** Start of SUPPLIED MATERIAL **

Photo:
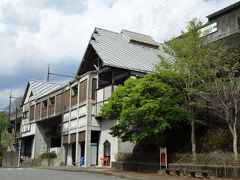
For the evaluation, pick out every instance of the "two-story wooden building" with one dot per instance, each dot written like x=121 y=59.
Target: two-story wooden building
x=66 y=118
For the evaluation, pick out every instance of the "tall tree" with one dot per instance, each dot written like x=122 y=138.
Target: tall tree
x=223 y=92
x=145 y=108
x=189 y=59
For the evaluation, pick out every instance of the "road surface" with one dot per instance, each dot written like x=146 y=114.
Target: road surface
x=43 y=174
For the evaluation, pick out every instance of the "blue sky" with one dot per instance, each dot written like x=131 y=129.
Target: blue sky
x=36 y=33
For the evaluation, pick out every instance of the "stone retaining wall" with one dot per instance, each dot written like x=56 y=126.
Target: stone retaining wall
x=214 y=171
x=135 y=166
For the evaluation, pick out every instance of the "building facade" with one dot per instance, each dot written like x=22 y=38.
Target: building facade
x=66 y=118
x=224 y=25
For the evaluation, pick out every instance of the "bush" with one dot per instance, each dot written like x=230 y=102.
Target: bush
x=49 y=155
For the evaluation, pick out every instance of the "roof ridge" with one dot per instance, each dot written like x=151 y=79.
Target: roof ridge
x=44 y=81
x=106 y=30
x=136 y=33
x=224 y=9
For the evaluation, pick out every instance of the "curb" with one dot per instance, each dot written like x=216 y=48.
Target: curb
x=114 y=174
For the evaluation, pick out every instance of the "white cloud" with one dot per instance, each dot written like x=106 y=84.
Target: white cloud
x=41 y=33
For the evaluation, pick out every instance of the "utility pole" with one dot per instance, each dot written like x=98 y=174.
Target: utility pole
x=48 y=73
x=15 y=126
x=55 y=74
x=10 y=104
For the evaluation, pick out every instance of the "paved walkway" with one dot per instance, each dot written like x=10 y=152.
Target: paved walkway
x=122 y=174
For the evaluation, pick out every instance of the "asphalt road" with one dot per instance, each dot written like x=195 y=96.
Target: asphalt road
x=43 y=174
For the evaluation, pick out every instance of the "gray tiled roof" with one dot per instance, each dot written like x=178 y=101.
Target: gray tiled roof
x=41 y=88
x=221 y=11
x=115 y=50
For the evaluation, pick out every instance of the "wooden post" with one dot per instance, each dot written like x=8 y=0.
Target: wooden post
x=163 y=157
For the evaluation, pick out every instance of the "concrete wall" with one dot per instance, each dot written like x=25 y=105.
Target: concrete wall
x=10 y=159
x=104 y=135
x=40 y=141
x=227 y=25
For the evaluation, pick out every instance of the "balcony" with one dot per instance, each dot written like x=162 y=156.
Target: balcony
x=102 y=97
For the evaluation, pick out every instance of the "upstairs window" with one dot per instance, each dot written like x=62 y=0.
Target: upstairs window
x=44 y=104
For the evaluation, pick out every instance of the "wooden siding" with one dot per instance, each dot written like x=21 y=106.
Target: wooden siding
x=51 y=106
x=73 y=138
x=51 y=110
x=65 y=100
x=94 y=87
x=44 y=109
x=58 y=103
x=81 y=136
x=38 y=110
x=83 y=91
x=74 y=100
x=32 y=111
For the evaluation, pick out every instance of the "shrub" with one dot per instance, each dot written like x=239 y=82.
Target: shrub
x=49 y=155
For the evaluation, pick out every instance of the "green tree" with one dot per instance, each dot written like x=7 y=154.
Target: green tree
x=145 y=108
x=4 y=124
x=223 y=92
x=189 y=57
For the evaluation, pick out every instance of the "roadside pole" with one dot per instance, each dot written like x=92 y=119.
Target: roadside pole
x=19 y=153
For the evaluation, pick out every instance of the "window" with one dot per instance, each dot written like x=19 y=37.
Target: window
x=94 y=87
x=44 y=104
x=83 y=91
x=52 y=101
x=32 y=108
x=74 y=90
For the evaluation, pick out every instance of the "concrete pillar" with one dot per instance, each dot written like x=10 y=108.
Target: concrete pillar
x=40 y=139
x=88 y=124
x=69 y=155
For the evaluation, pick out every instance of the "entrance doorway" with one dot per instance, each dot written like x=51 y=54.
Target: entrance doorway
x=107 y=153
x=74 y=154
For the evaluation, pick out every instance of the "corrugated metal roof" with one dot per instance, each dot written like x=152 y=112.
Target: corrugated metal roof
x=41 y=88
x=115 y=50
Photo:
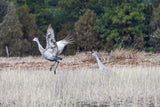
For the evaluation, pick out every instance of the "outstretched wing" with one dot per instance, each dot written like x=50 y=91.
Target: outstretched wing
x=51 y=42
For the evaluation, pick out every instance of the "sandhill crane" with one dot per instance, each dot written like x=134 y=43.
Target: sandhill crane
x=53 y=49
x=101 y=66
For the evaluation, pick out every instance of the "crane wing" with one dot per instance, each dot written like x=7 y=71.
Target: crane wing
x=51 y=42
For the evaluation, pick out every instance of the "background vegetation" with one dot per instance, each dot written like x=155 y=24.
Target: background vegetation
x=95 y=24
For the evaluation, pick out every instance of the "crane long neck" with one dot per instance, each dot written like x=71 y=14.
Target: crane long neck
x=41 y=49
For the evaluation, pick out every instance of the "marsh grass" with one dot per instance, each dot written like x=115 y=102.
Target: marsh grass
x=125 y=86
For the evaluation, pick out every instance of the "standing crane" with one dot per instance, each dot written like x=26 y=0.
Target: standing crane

** End of SUPPLIED MATERIAL **

## [REQUEST]
Rewrite all the records with every "evaluation" replaced by "assessment" and nothing else changed, leaving the pictures out.

## [EXERCISE SOLUTION]
Photo:
For the assessment, pick out every instance of the "two-story wooden building" with one dot per instance, each dot written like x=121 y=59.
Target: two-story wooden building
x=66 y=118
For the assessment, pick out every instance of the "tall tree" with one dot per instance, each dot written like x=122 y=138.
Target: tall tree
x=223 y=92
x=145 y=108
x=189 y=59
For the assessment, pick out every instance of the "road surface" with one dot per instance, each dot written like x=146 y=114.
Target: road surface
x=43 y=174
For the assessment, pick out every instance of the "blue sky" with one dot per instance, each dot written like x=131 y=129.
Target: blue sky
x=36 y=33
For the assessment, pick out every instance of the "stone retaining wall" with one dot per instance, each dot written like x=56 y=126.
Target: stone retaining wall
x=214 y=171
x=135 y=166
For the assessment, pick out every instance of the "building facade" with one dot per instance, each dot written like x=22 y=38.
Target: building facade
x=66 y=118
x=224 y=25
For the assessment, pick out every instance of the "bush" with one dot per instance, each dot written like x=230 y=102.
Target: bush
x=49 y=155
For the assessment, pick out every instance of the "roof ridge" with one dot per instance, each dot written like x=151 y=79.
Target: roof ridge
x=44 y=81
x=106 y=30
x=136 y=33
x=224 y=9
For the assessment, pick out every instance of the "curb" with one dot per instance, each dot written like x=216 y=48.
Target: curb
x=114 y=174
For the assessment, pick out every instance of the "white cloud" with one dot per instance, each dot written like x=106 y=84.
Target: white cloud
x=41 y=33
For the assessment, pick out every instance of the "utility pole" with one dot per instance, each dot written like x=98 y=174.
Target: utility pole
x=48 y=73
x=15 y=126
x=55 y=74
x=10 y=104
For the assessment, pick out every instance of the "paved walkway" with one dot per instance, each dot written like x=10 y=152.
Target: paved walkway
x=122 y=174
For the assessment, pick out every instance of the "asphalt road" with one dot per instance, each dot written like x=195 y=96.
Target: asphalt road
x=43 y=174
For the assessment, pick out every instance of the "gray tiled roof" with one dot per instance, each dot written like x=178 y=101.
Target: gray tiled roof
x=41 y=88
x=221 y=11
x=115 y=50
For the assessment, pick out every instance of the "wooden post" with one dot per instance, each dot written like x=8 y=0.
Target: wooden post
x=163 y=157
For the assessment, pick out every instance of the "concrete wall" with one dot per instance, each dot written like x=25 y=105.
Target: concrete wall
x=10 y=159
x=104 y=135
x=40 y=141
x=227 y=25
For the assessment, pick out every instance of the "balcony" with one dot per instance, each dot written like x=162 y=156.
Target: balcony
x=102 y=97
For the assessment, pick out every instance of the "upstairs window" with one dot per instance, each dot written like x=62 y=0.
Target: upstairs window
x=44 y=104
For the assessment, pick out every instance of the "wooden siding" with one dot per instance, each dot written like x=21 y=106.
Target: wooden siding
x=51 y=106
x=73 y=138
x=51 y=110
x=65 y=100
x=94 y=87
x=44 y=109
x=58 y=103
x=81 y=136
x=38 y=110
x=83 y=91
x=74 y=100
x=32 y=111
For the assessment, pick out every instance of the "shrub" with one dot per instance, each dot written like x=239 y=82.
Target: shrub
x=49 y=155
For the assessment, pick out every instance of the "green tree" with one dot per instance, each dot written like x=7 y=154.
Target: green tree
x=145 y=108
x=4 y=124
x=223 y=92
x=189 y=57
For the assessment, pick out every instance of the "roadside pole" with one dot per instance, each dot written like x=92 y=119.
Target: roadside pole
x=19 y=153
For the assessment, pick out every instance of the "window" with one dot per instance, each dot written like x=19 y=37.
Target: window
x=94 y=87
x=44 y=104
x=83 y=91
x=52 y=101
x=32 y=108
x=74 y=90
For the assessment, pick out every instance of the "concrete pillar" with one dot per instance, each dot written like x=10 y=108.
Target: concrete pillar
x=40 y=139
x=88 y=124
x=69 y=155
For the assessment, pick out every instance of the "entrance doorway" with one dot per instance, each dot written like x=51 y=54.
Target: entrance doorway
x=107 y=153
x=74 y=154
For the assessment, pick out every instance of the "corrugated metal roof" with one dot per instance, each dot written like x=152 y=112.
Target: corrugated metal roof
x=41 y=88
x=115 y=50
Photo:
For the assessment, pick out every instance of the "outstretched wing" with one dot per instance, each dot written like x=50 y=91.
Target: outstretched wing
x=51 y=42
For the assessment, pick out every instance of the "sandhill crane" with one dot per instance, each dot written like x=134 y=43.
Target: sandhill crane
x=53 y=49
x=101 y=66
For the assessment, pick out every instance of the "crane wing" with one dot per instance, each dot written like x=7 y=71.
Target: crane wing
x=51 y=42
For the assessment, pick out every instance of the "background vegetation" with one dot per instance, each dot written like x=155 y=24.
Target: background vegetation
x=95 y=24
For the assessment, pick out every instance of the "crane long neck" with one dot per instance, each dot written like x=71 y=14.
Target: crane long neck
x=41 y=49
For the assessment, pick out every instance of the "marsh grass" with one dot per instance, each dot written like x=115 y=102.
Target: marsh grass
x=125 y=86
For the assessment, pick out every instance of the "standing crane" with one dot per instance, each dot written like x=26 y=0.
Target: standing crane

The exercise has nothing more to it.